[Shape boundary data]
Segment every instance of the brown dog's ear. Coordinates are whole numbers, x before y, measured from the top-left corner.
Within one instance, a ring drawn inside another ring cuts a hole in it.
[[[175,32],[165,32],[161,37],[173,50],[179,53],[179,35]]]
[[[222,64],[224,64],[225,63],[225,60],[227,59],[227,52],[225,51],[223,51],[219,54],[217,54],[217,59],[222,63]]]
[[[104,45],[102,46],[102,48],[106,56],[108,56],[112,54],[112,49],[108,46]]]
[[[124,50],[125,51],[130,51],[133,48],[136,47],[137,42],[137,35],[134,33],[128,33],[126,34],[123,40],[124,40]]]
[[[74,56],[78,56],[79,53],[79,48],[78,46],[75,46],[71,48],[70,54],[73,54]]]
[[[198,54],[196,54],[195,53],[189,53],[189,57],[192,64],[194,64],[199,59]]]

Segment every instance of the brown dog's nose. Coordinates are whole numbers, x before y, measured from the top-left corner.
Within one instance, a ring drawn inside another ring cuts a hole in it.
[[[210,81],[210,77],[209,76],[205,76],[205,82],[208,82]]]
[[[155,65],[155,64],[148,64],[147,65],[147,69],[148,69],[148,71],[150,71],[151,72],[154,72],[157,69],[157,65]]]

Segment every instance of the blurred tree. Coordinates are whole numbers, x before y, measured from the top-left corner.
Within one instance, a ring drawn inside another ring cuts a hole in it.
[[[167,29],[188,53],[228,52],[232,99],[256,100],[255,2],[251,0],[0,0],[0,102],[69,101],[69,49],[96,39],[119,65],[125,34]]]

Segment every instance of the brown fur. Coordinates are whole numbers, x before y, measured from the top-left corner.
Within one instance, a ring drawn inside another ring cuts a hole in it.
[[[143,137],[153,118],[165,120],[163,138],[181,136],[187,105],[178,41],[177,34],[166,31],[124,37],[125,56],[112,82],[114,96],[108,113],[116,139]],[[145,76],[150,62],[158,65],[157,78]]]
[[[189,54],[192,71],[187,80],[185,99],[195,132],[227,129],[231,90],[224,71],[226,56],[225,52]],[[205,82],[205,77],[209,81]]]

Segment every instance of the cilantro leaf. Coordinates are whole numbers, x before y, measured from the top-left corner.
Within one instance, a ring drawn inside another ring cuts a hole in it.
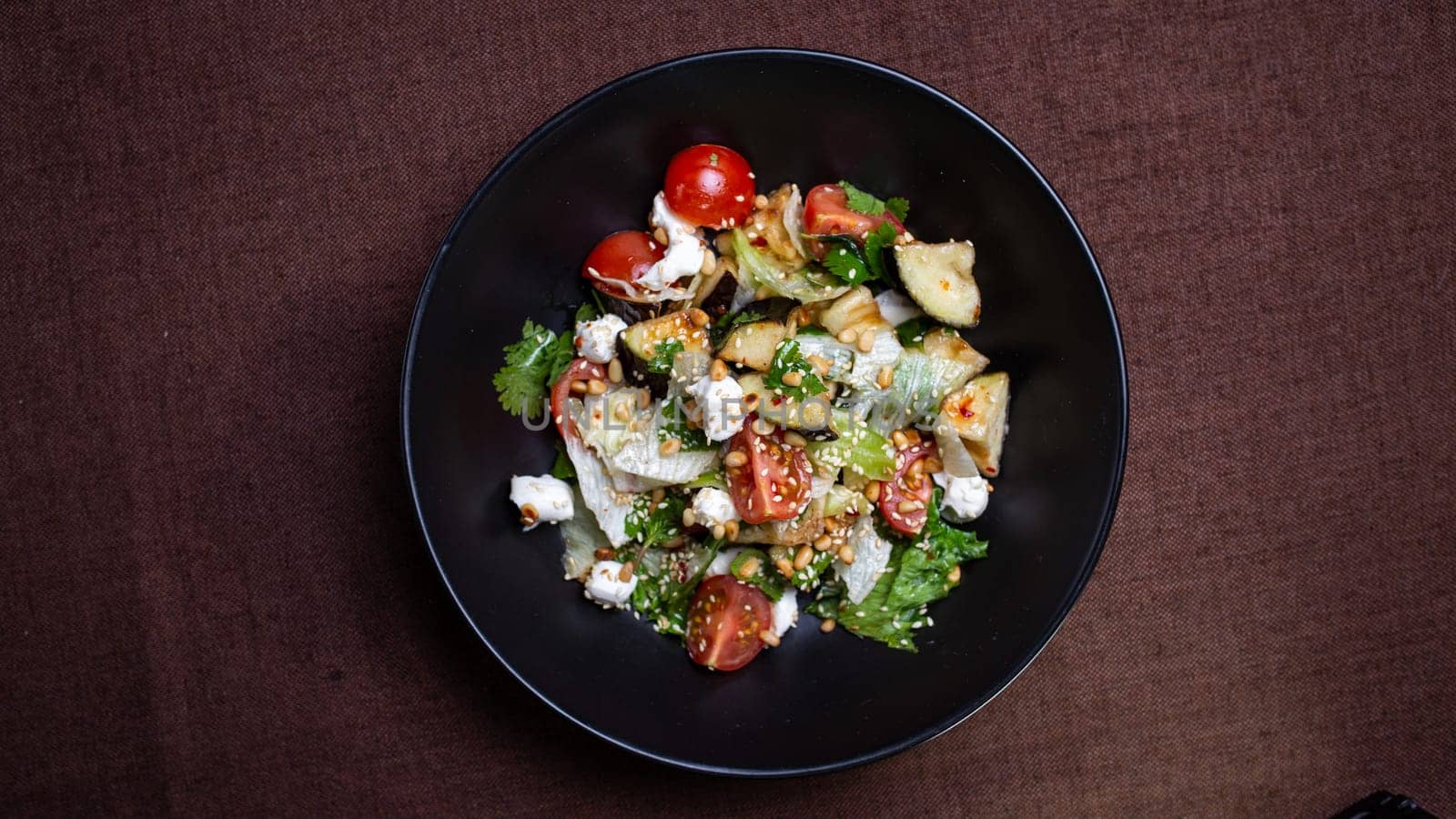
[[[753,574],[744,576],[743,570],[748,564],[748,558],[757,558],[759,565],[753,570]],[[757,587],[766,597],[778,602],[783,596],[783,576],[775,571],[767,571],[773,564],[769,555],[759,549],[744,549],[738,552],[738,557],[732,558],[732,564],[728,567],[728,573],[737,577],[741,583]]]
[[[687,501],[678,494],[662,495],[658,503],[652,503],[649,495],[638,495],[623,529],[628,538],[645,548],[665,544],[683,533],[683,510],[686,507]]]
[[[571,335],[556,335],[527,319],[521,325],[521,340],[505,345],[505,366],[491,379],[501,407],[511,415],[545,415],[550,385],[575,356],[571,342]]]
[[[550,477],[563,481],[577,477],[577,468],[566,458],[566,449],[562,446],[561,439],[556,439],[556,462],[550,465]]]
[[[664,401],[660,412],[662,414],[662,423],[657,427],[657,440],[677,439],[683,442],[681,452],[718,449],[716,444],[708,440],[703,430],[687,423],[687,414],[683,412],[677,401]]]
[[[901,347],[920,347],[925,342],[925,334],[930,332],[932,328],[935,328],[933,321],[916,316],[895,325],[895,335],[900,337]]]
[[[818,236],[818,240],[828,245],[821,264],[834,278],[844,284],[863,284],[871,278],[878,278],[869,267],[863,248],[853,236]]]
[[[713,326],[708,329],[708,335],[712,340],[713,347],[718,347],[719,344],[724,342],[724,338],[728,337],[728,331],[731,331],[732,328],[735,328],[735,326],[738,326],[741,324],[763,321],[763,318],[764,318],[763,313],[756,313],[753,310],[740,310],[737,313],[724,313],[722,318],[719,318],[718,321],[715,321]]]
[[[783,380],[783,376],[789,373],[799,375],[796,385],[791,385]],[[792,338],[785,338],[779,342],[779,347],[775,348],[769,372],[763,375],[763,383],[779,395],[786,395],[796,401],[802,401],[821,392],[828,392],[828,388],[824,386],[824,382],[821,382],[818,375],[814,372],[814,367],[804,358],[804,353],[799,350],[799,342]]]
[[[655,571],[644,571],[632,590],[632,611],[651,622],[658,634],[684,634],[693,593],[722,545],[719,539],[708,539],[700,546],[671,552]]]
[[[646,363],[646,372],[660,376],[673,372],[673,358],[683,351],[680,338],[668,338],[652,350],[652,360]]]
[[[894,246],[895,236],[895,226],[888,222],[881,222],[878,227],[865,233],[865,261],[869,264],[869,278],[890,278],[890,271],[885,270],[885,248]]]
[[[943,599],[957,584],[949,579],[951,570],[986,557],[986,541],[941,519],[942,494],[941,488],[932,494],[919,536],[891,535],[890,563],[863,600],[850,603],[826,584],[807,611],[836,616],[859,637],[914,651],[914,631],[930,622],[926,606]]]
[[[865,216],[879,216],[885,213],[885,203],[877,198],[868,191],[860,191],[855,185],[850,185],[844,179],[839,181],[839,187],[844,188],[844,198],[847,200],[849,210],[855,213],[863,213]]]
[[[906,217],[910,216],[910,200],[904,197],[890,197],[888,200],[881,200],[869,191],[862,191],[855,185],[850,185],[844,179],[839,181],[839,187],[844,188],[846,204],[849,205],[849,210],[855,213],[879,216],[890,211],[900,222],[904,222]]]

What to do: Copy each line of the data above that contains the string "cilantro". Treat uppercase and lowercase letters as different.

Worked answer:
Segment every instance of the cilantro leaf. Coordinates are whole numbers, x before y, measured from the top-left corner.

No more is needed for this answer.